Copy every line of the data below word for word, but leave out the pictures.

>> START Dataset content

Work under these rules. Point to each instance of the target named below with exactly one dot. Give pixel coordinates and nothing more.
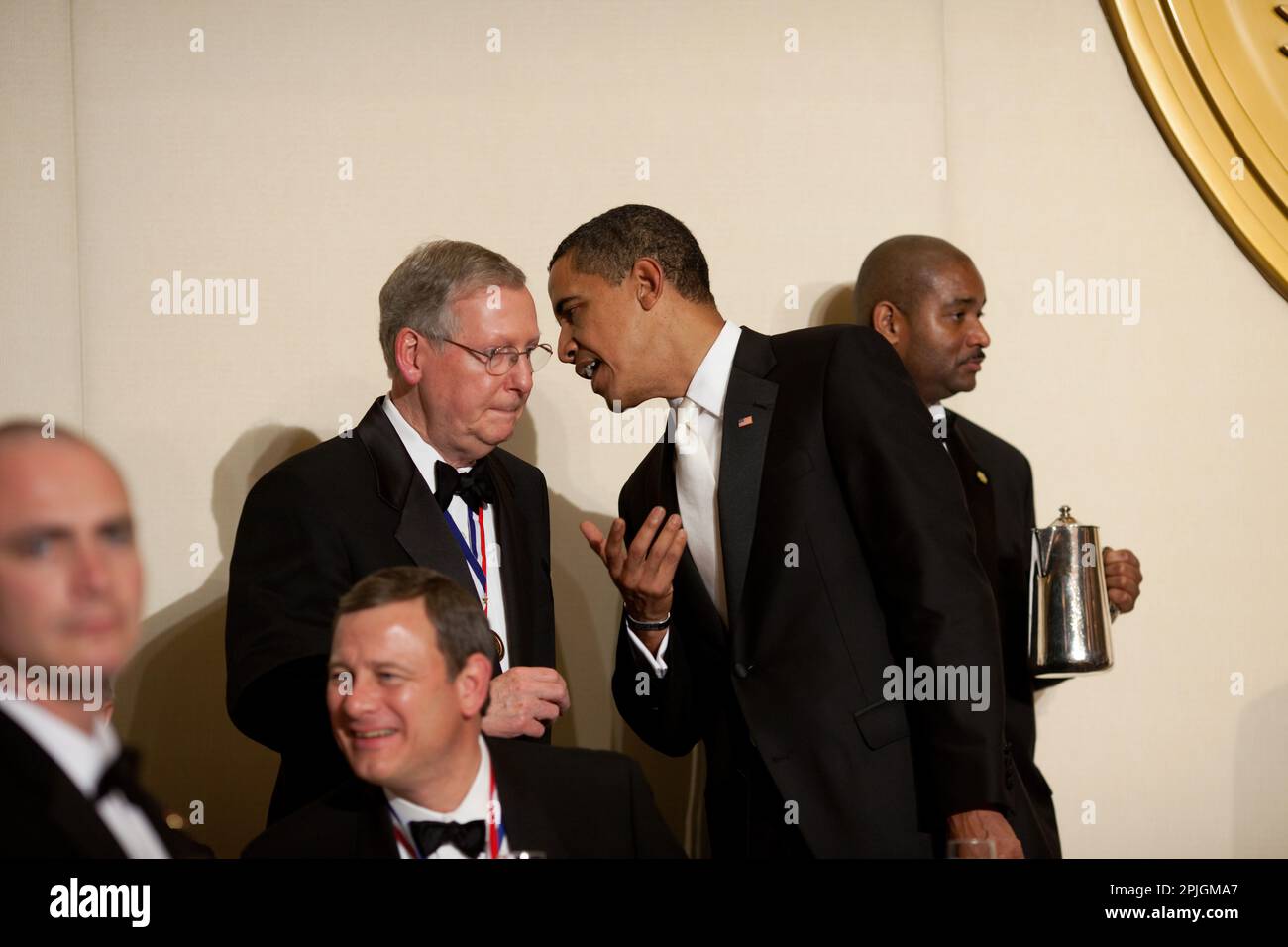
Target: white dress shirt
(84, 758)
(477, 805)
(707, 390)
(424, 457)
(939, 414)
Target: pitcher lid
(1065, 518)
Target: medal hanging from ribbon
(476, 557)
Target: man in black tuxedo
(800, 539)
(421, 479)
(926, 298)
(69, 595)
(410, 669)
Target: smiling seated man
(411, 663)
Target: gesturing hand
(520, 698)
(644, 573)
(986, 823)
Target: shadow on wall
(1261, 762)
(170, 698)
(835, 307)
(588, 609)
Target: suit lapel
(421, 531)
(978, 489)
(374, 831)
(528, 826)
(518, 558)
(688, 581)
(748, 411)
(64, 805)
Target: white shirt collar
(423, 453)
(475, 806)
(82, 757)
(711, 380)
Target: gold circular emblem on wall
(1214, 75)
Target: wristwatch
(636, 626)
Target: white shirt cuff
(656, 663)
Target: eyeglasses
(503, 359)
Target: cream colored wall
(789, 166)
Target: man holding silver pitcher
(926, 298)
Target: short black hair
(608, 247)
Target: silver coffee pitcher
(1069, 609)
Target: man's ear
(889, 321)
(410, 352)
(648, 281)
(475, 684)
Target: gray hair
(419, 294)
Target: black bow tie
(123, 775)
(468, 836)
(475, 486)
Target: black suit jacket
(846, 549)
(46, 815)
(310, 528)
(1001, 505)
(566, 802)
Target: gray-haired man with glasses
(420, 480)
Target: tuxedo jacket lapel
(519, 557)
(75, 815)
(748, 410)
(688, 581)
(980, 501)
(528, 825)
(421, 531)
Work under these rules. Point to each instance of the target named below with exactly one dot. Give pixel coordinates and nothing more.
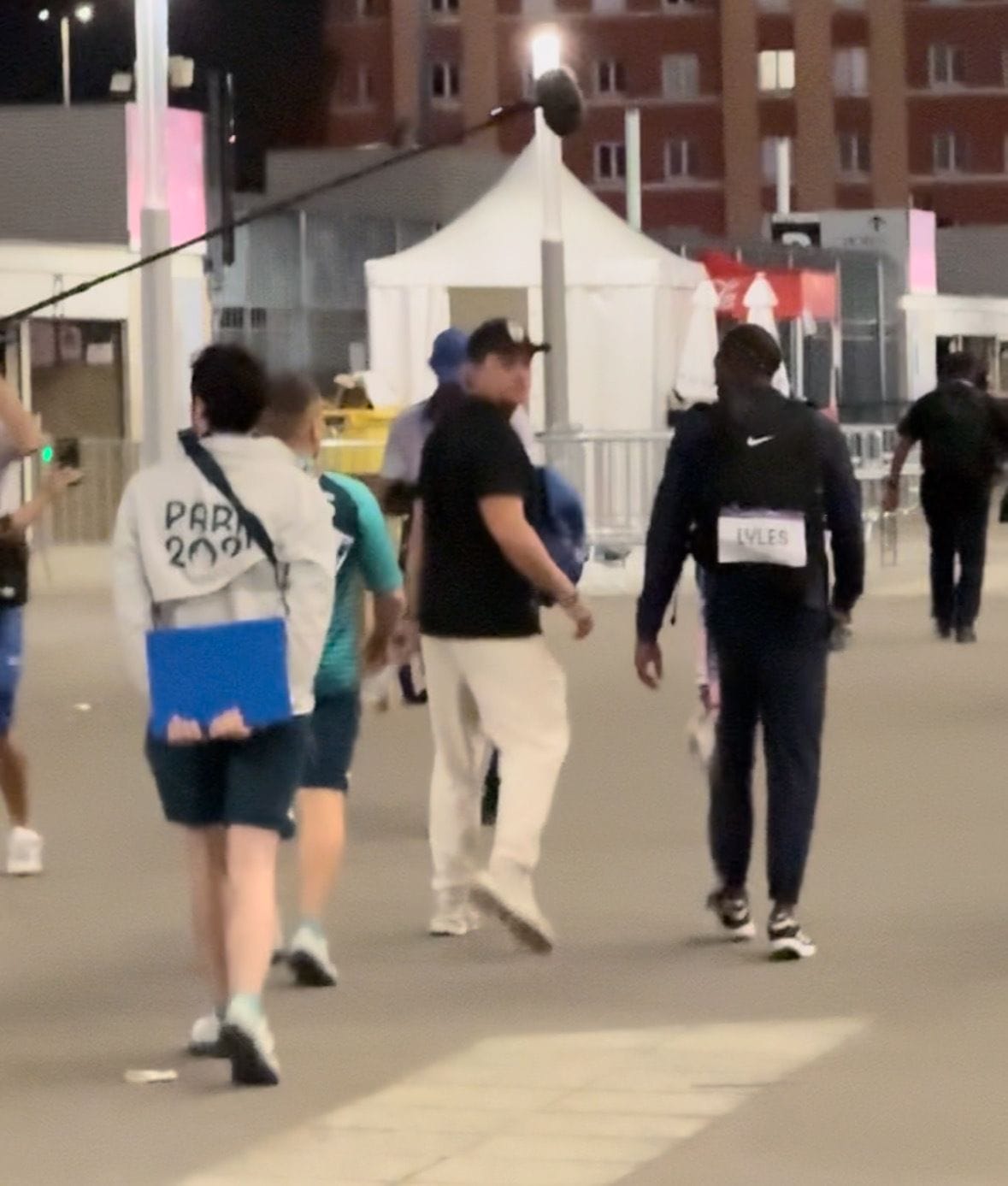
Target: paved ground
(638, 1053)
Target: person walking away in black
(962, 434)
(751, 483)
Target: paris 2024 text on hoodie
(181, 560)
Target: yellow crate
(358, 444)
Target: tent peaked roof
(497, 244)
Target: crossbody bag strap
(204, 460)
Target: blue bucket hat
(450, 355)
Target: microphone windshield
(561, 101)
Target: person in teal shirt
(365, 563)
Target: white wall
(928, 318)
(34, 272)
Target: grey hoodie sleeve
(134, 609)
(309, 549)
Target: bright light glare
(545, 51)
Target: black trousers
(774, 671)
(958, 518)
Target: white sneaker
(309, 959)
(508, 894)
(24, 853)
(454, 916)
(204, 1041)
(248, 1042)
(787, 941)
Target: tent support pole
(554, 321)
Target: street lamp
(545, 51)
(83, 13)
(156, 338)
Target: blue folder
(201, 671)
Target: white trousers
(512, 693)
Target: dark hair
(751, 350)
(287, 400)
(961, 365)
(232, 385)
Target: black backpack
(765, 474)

>> END Dataset content

**Result for this task:**
Work under these rules. Point to each instance of the target named below with exactly one dot. Give pixel coordinates and nothing more.
Target: white dress shirt
(84, 758)
(477, 805)
(707, 390)
(424, 457)
(939, 414)
Target: pitcher lid
(1065, 518)
Target: medal hanging from ribbon
(476, 557)
Target: man in black tuxedo
(800, 539)
(421, 479)
(926, 298)
(69, 595)
(410, 669)
Target: smiling seated man
(411, 663)
Target: gesturing hand
(520, 698)
(644, 573)
(986, 823)
Target: shadow on wall
(1261, 762)
(170, 698)
(835, 307)
(588, 609)
Target: suit lapel
(421, 531)
(978, 489)
(374, 831)
(528, 826)
(518, 558)
(688, 581)
(748, 411)
(64, 805)
Target: white shirt collar
(423, 453)
(475, 806)
(82, 757)
(711, 380)
Target: gold circular emblem on wall
(1214, 75)
Target: wristwatch
(636, 626)
Target: white shirt cuff
(656, 663)
Target: eyeglasses
(503, 359)
Target: cream colored wall
(789, 166)
Target: man holding silver pitcher
(926, 298)
Target: short black hair
(608, 247)
Target: silver coffee pitcher
(1069, 609)
Target: man's ear
(889, 321)
(410, 352)
(648, 281)
(475, 684)
Target: gray hair
(419, 294)
Target: black bow tie
(123, 775)
(468, 836)
(475, 486)
Target: black suit jacket
(846, 549)
(46, 815)
(310, 528)
(1001, 505)
(566, 802)
Target: gray-haired man with glasses
(420, 480)
Target: tuxedo jacket lapel
(519, 557)
(75, 815)
(748, 410)
(688, 581)
(980, 501)
(528, 825)
(421, 531)
Work under these rules. Point to each instance of the target named below with exactly one dot. Give pixel coordinates and nothing more.
Target: paved ground
(638, 1053)
Target: person walking away in black
(962, 434)
(751, 483)
Target: paris 2024 text on hoodie
(181, 560)
Target: yellow crate
(358, 444)
Target: tent peaked roof
(497, 244)
Target: crossbody bag strap
(204, 460)
Target: blue bucket hat
(450, 355)
Target: microphone windshield
(561, 101)
Target: person in teal shirt
(365, 563)
Target: white wall
(928, 318)
(34, 272)
Target: grey hoodie sleeve
(134, 609)
(309, 549)
Target: bright light glare
(545, 51)
Target: black trousers
(774, 671)
(958, 518)
Target: white sneaker
(309, 959)
(508, 894)
(24, 853)
(454, 916)
(204, 1041)
(248, 1042)
(787, 941)
Target: tent support pole
(554, 321)
Target: street lamp
(545, 51)
(83, 13)
(156, 338)
Target: blue folder
(201, 671)
Target: white trousers
(512, 693)
Target: dark hair
(751, 350)
(287, 400)
(961, 365)
(232, 385)
Target: black backpack
(765, 474)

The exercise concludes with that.